> **Directions for this task**
Render the listing below as a numbered list with blank lines omitted and the pictures left out.

> **Dataset records**
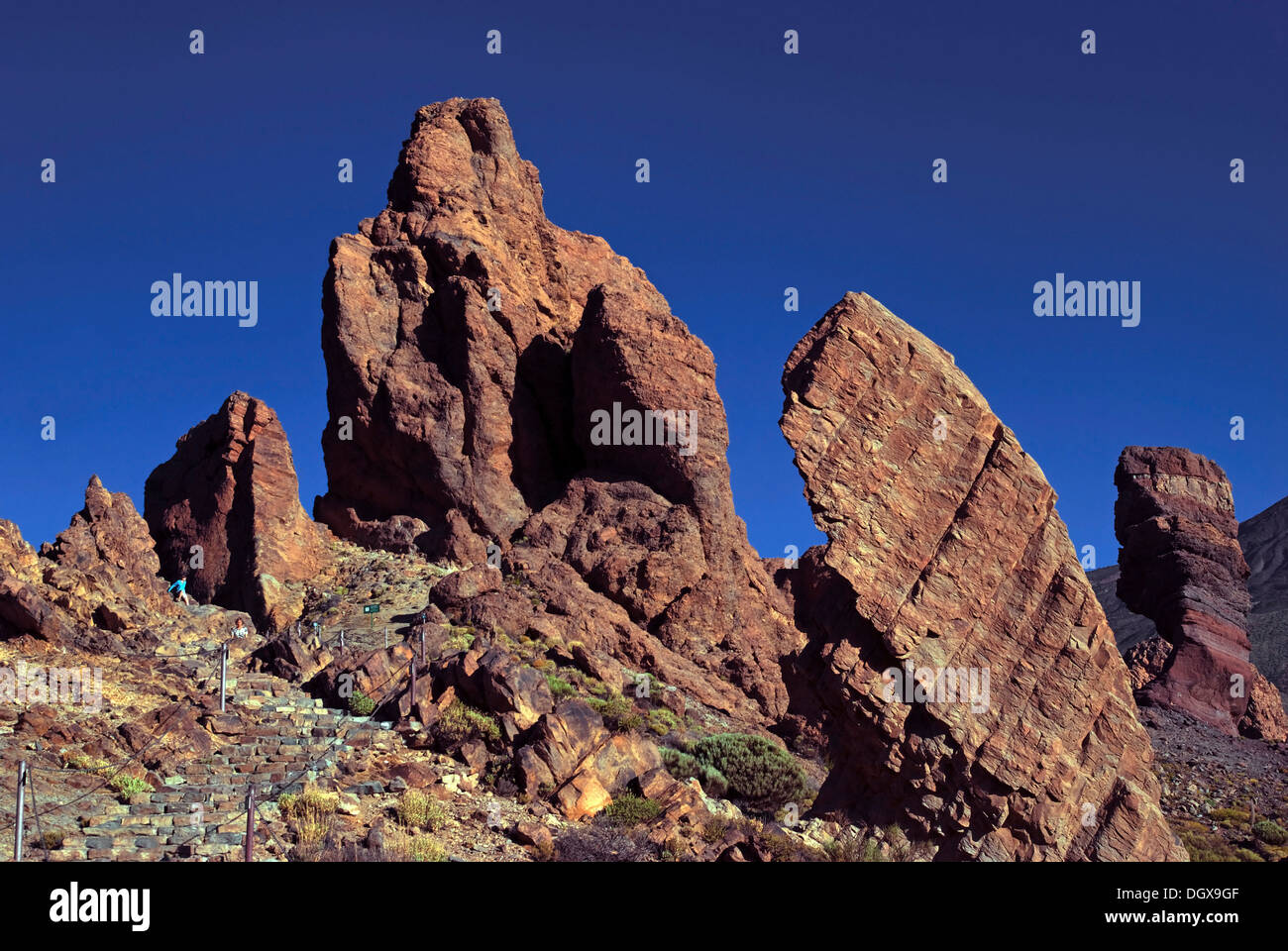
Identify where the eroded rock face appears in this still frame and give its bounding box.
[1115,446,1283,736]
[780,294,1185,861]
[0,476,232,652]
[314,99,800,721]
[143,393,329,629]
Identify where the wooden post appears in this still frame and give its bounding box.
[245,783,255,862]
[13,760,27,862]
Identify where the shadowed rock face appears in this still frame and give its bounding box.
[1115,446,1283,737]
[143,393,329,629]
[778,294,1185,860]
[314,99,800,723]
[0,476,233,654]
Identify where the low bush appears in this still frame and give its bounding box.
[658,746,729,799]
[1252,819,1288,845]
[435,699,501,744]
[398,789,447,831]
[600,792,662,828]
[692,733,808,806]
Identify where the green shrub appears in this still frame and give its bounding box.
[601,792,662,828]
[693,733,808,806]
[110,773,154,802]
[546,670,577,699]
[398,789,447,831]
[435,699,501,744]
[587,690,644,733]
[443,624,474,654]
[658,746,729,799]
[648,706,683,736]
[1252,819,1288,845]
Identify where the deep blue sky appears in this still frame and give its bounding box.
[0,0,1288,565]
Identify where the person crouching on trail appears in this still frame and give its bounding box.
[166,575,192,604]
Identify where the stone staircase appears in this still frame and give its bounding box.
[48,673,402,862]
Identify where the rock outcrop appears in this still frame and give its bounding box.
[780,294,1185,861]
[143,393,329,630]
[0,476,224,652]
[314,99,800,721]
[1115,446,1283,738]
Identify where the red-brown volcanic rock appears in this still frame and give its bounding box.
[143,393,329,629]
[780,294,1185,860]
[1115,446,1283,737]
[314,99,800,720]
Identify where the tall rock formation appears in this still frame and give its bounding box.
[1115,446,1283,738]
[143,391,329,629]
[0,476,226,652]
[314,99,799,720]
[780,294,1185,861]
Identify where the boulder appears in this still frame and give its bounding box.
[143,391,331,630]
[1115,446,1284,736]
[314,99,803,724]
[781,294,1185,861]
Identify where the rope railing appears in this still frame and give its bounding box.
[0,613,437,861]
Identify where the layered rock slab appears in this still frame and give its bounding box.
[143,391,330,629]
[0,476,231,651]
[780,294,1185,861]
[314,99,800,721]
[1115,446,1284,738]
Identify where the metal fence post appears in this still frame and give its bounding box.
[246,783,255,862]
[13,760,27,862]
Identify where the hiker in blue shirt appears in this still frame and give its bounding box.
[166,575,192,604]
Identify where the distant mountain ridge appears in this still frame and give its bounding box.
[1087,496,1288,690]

> **Answer to the exercise**
1. Identify where the eroded rock face appears in this still frame and give its bounding box.
2. [1115,446,1283,736]
3. [780,294,1185,861]
4. [0,476,232,652]
5. [314,99,800,721]
6. [143,393,329,629]
7. Identify where the wooden post appears in this still frame and give its bounding box.
8. [245,783,255,862]
9. [13,760,27,862]
10. Identify where the shadowed rock face appears in this still frame and give its bounding box.
11. [1115,446,1283,737]
12. [143,393,329,629]
13. [778,294,1185,860]
14. [314,99,800,723]
15. [0,476,233,654]
16. Identify where the low bush appears in this still frame and give its bounding box.
17. [658,746,729,799]
18. [1252,819,1288,845]
19. [435,699,501,744]
20. [398,789,447,831]
21. [600,792,662,828]
22. [692,733,808,806]
23. Identify where the green shrub appears in this still frame and give its bounding box.
24. [601,792,662,828]
25. [693,733,808,806]
26. [110,773,154,802]
27. [546,670,577,699]
28. [398,789,447,831]
29. [435,699,501,744]
30. [587,690,644,733]
31. [443,624,474,654]
32. [658,746,729,799]
33. [648,706,683,736]
34. [1252,819,1288,845]
35. Identify where the deep blue sky appears in this still frame and give its bounding box.
36. [0,0,1288,565]
37. Identify where the person crouching on trail appears in this still frame and give its bounding box.
38. [166,575,192,604]
39. Identify where the stone staircase appears in this still frame and give its bounding box.
40. [48,673,402,862]
41. Identify where the rock outcrop appears in this still frame and give its bounding box.
42. [780,294,1185,861]
43. [143,393,329,630]
44. [0,476,224,652]
45. [314,99,800,721]
46. [1115,446,1283,738]
47. Identify where the red-brown volcanic rock appears in this still frame and give its bounding box.
48. [143,393,329,629]
49. [780,294,1185,860]
50. [1115,446,1283,737]
51. [314,99,800,720]
52. Identify where the tall rock formation appears in this still frame and give its bounding box.
53. [1115,446,1283,738]
54. [143,391,329,629]
55. [0,476,226,652]
56. [314,99,799,720]
57. [780,294,1185,861]
58. Identify where the boulder appears in this still frame and give its bounding box.
59. [143,391,331,630]
60. [1115,446,1284,736]
61. [314,99,803,724]
62. [781,294,1185,861]
63. Identify where the rope railing appears in this still frame and give its bounding box.
64. [0,613,437,861]
65. Identify where the layered rock slab appears in this still frame and give its bounding box.
66. [143,391,330,629]
67. [0,476,231,651]
68. [780,294,1185,861]
69. [314,99,800,721]
70. [1115,446,1284,738]
71. Identify where the metal fence post appears in this still frame and give its bounding box.
72. [246,783,255,862]
73. [13,760,27,862]
74. Identify where the hiker in blue shirt appears in this still frame and give its bounding box.
75. [166,575,192,604]
76. Identify where the distant mountain ridge appears in this still frame and give its bounding box.
77. [1087,496,1288,690]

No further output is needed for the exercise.